* _GOAL OF THE EXERCISE_: Rewrite the listing below, swapping every "rough mask" for "coarse mask" and leaving everything else unchanged.

(Collected data)
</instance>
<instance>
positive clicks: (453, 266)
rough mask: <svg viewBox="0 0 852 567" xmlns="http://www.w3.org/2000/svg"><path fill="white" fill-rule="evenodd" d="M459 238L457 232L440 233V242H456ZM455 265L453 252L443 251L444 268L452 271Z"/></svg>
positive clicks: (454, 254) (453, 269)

* _WRITTEN ANSWER_:
</instance>
<instance>
positive clicks: (453, 266)
coarse mask: <svg viewBox="0 0 852 567" xmlns="http://www.w3.org/2000/svg"><path fill="white" fill-rule="evenodd" d="M459 238L457 232L440 233V242H456ZM455 265L453 252L443 251L444 268L452 271Z"/></svg>
positive clicks: (454, 254) (453, 269)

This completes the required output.